### Exercise prompt
Each line of the material must be returned exactly.

— Start of Extracted information —

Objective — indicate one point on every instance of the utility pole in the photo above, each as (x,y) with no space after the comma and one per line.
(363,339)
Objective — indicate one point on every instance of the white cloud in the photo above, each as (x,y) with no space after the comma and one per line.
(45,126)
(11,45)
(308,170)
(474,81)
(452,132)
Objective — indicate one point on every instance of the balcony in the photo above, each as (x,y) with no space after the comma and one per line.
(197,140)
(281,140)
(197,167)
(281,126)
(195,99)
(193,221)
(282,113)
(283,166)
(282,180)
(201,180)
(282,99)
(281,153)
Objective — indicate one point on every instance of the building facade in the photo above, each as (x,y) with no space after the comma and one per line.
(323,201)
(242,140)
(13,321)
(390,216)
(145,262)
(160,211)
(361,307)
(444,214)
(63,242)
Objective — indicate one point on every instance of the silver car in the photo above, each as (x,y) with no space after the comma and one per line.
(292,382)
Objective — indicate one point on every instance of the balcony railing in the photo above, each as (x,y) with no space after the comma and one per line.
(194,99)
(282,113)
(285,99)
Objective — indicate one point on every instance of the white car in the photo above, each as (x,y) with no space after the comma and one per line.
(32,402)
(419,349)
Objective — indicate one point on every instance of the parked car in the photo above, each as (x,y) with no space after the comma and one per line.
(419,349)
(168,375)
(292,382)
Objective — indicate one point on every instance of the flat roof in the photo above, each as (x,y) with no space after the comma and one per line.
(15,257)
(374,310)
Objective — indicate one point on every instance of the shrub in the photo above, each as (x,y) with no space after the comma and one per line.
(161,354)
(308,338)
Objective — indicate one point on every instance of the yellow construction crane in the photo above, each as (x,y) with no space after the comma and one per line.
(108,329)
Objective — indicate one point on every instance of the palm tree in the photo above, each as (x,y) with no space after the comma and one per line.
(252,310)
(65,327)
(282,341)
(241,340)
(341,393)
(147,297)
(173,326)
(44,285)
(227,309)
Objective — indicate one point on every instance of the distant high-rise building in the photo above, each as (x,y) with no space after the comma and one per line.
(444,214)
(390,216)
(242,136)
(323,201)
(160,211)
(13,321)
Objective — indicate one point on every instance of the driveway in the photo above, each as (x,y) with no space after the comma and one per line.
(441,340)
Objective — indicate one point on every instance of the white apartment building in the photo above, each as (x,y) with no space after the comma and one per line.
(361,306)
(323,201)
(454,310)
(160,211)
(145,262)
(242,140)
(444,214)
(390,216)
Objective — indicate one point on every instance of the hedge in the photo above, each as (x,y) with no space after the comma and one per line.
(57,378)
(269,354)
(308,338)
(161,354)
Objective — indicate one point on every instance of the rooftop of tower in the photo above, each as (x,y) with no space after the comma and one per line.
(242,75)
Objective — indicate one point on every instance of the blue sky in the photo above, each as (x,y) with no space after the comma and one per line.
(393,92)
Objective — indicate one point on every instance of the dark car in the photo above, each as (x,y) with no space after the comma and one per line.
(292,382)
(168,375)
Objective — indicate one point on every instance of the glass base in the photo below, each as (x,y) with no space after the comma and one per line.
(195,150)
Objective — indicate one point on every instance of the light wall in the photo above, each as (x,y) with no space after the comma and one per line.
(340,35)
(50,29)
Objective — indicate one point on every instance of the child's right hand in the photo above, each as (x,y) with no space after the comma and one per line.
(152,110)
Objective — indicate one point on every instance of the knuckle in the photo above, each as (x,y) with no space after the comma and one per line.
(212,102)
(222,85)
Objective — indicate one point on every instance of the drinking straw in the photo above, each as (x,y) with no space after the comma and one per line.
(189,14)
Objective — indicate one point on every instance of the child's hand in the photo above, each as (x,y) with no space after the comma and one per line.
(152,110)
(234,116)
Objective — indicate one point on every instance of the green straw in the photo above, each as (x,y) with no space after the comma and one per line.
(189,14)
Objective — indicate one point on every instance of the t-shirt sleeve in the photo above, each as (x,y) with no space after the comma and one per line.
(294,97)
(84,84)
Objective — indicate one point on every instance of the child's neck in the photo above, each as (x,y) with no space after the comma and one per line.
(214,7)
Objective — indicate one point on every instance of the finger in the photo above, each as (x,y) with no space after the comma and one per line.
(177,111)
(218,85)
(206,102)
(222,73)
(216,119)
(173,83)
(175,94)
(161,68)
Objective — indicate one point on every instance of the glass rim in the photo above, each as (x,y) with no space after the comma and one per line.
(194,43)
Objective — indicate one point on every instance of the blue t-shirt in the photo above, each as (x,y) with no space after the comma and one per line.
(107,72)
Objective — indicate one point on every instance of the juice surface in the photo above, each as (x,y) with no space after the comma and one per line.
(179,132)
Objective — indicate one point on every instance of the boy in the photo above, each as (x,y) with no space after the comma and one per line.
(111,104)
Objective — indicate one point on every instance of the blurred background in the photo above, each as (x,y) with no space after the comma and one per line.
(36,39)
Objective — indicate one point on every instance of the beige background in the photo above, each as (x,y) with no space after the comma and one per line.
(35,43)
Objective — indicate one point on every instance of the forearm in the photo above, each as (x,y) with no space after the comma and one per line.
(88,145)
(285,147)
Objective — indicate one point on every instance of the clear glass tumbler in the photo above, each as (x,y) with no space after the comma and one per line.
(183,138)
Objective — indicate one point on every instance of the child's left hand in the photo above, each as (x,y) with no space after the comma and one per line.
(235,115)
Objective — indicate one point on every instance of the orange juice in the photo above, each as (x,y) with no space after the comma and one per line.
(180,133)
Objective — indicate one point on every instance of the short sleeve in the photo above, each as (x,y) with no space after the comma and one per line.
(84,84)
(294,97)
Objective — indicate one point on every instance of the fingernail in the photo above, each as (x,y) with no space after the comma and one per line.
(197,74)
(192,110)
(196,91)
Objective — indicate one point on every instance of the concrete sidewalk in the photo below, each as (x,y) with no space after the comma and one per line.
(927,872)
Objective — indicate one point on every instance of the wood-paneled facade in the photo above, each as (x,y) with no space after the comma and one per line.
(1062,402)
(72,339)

— End of Extracted information —

### Completed exercise
Objective — indicate one point on every instance of the utility pole in the photo above, each as (x,y) with no space after the comma and one per line.
(363,339)
Objective — indicate one point on every instance of the white cloud in the photo above, each as (x,y) with no space after the comma and one per line.
(45,126)
(11,45)
(308,170)
(474,81)
(452,132)
Objective — indicate one point on every instance of the balcony in the photo above, each as (x,y) with no space after the comma and one per line.
(197,140)
(281,140)
(197,167)
(281,126)
(195,99)
(193,221)
(282,113)
(283,166)
(282,180)
(201,180)
(282,99)
(281,153)
Objective — indicate one point on every instance of the building facade in the photo above, each as (x,y) with no space after the comma and one per line.
(323,201)
(242,140)
(13,321)
(390,216)
(145,262)
(160,211)
(361,307)
(444,214)
(63,242)
Objective — indicate one point on every instance of the silver car in the photo above, each as (x,y) with no space after the comma and one per line.
(292,382)
Objective — indicate one point on every instance of the balcony railing in the photo above, each as (x,y) with no space after the comma and one per line.
(194,99)
(282,113)
(285,99)
Objective — indicate one point on every instance of the white car in the photo above, each as (x,y) with no space after the comma and one per line.
(32,402)
(419,349)
Objective — indicate one point on every instance of the parked car in the photo above, each as (x,y) with no space after the comma and one per line.
(419,349)
(168,375)
(292,382)
Objective — indicate one point on every instance of the flat roof in the photo above, each as (x,y) with no space after the comma and one per line.
(15,257)
(374,310)
Objective — indicate one point on every instance of the shrub in the photo above, each as (x,y) with no space after the comma and one per line.
(161,354)
(308,338)
Objective — indicate one point on every instance of the yellow construction crane in the photo above, each as (x,y) with no space after the comma and one per line.
(108,329)
Objective — indicate one point on every instance of the palm tree in the photo above, each as (x,y) with no space after the comma and one per line.
(252,310)
(65,327)
(282,341)
(241,340)
(341,393)
(147,297)
(173,326)
(44,285)
(227,309)
Objective — indicate one point on every instance of the distant high-rise building in the photo above, each as (x,y) with no space after the comma and one per line.
(444,214)
(390,216)
(242,136)
(323,201)
(160,211)
(13,321)
Objective — indicate one point on every instance of the driveway in the photo above, each as (x,y) with no space after the comma and one per line.
(441,340)
Objective — indicate one point on every instance of the white apartment building in the photo above, each as (x,y) with no space after the comma and one per line.
(361,306)
(323,201)
(454,310)
(160,211)
(145,262)
(242,140)
(444,214)
(390,216)
Objective — indicate one point on every instance of the hedge in the photo above, each as (x,y) with no space after the comma and one per line.
(57,378)
(269,354)
(308,338)
(161,354)
Objective — indicate one point on every instance of the rooftop of tower in the photo above, each as (x,y) with no space after the comma and one per line.
(242,75)
Objective — indicate one point on every instance of the blue sky in the photo above, each as (x,y) with no space after the comma and one per line.
(393,92)
Objective — indicate one point on every instance of the dark car in the photo above, each as (x,y) with no space after the comma and one per line.
(292,382)
(168,375)
Objective — indicate one point on every instance of the glass base in the photo below, each as (x,y) with no space after the comma and one per line.
(195,150)
Objective — indicate one point on every instance of the light wall in the photo above, each as (x,y) with no space after the comma and one per line.
(340,35)
(50,29)
Objective — indicate one point on every instance of the child's right hand in the photo above, each as (x,y) with no space after the comma and one per line.
(152,110)
Objective — indicate one point on every instance of the knuckle in the photo above, each as (x,y) with no space after the comma and one per line.
(212,102)
(222,85)
Objective — indicate one point on every instance of the drinking straw in the photo above, each as (x,y) with no space after the comma and one per line.
(189,14)
Objective — indicate one point on every instance of the child's hand in the photo above, each as (x,y) with no space after the comma and one per line.
(152,110)
(234,116)
Objective — indicate one point on every instance of the green straw in the photo above, each as (x,y) with no space after the comma and one per line.
(189,14)
Objective — indicate one point on every instance of the t-shirt sleeve in the photo above, each as (x,y) with no space after the comma and one per line.
(294,97)
(84,84)
Objective — indicate one point on every instance of the child's neck in the photo above, each as (x,y) with no space after the comma and one per line.
(214,7)
Objective — indicate one point on every instance of the finger in the photo above, each as (x,y) with no space after the comma and one per line.
(177,111)
(218,85)
(206,102)
(222,73)
(216,119)
(173,83)
(175,94)
(161,68)
Objective — indicate one point on every instance of the glass rim in the photo above, each as (x,y) with no space after the comma and one per line.
(194,43)
Objective — indicate one point on every instance of the blue t-shirt in the photo above, each as (x,y) with no space after the comma and one per line.
(107,72)
Objective — indicate one point on every instance of the juice surface in the photo above, each as (x,y) with no space after the comma and one per line.
(179,132)
Objective — indicate one point on every instance of the boy in the photo above, each as (x,y) with no space after the comma and one per line.
(111,104)
Objective — indicate one point on every instance of the blurred background in the photo above, each as (x,y) with no space after the comma and one per line.
(36,39)
Objective — indicate one point on every instance of the beige background in the photo above, each as (x,y) with no space after the comma and one per line.
(35,43)
Objective — indicate one point on every instance of the forearm in the photo above, each as (x,y) with no space after the comma and one per line.
(88,145)
(285,147)
Objective — indicate one point on every instance of the clear glass tumbler in the photo above, each as (x,y) with no space after the comma and one per line.
(183,138)
Objective — indicate one point on every instance of the child's left hand in the photo above, each as (x,y) with no space after the comma and one per line.
(235,115)
Objective — indicate one point on every instance of the orange juice in the photo above, each as (x,y) with no space after the comma and one per line.
(180,133)
Objective — indicate one point on every instance of the short sleeve in the photo above, each as (x,y) with no space after the comma and one per line.
(84,84)
(294,97)
Objective — indicate one point on every instance of the fingernail in the photo above, each as (x,y) with no space after the comma and one per line.
(197,74)
(192,110)
(196,91)
Objective — indicate one point on every instance of the concrete sidewalk in the photo below, each as (x,y) with no space after the comma and one per line.
(927,872)
Objective — indicate one point on every instance of the wood-paneled facade in the photo above, each as (x,y) with no space after the comma and one per line.
(1062,402)
(72,339)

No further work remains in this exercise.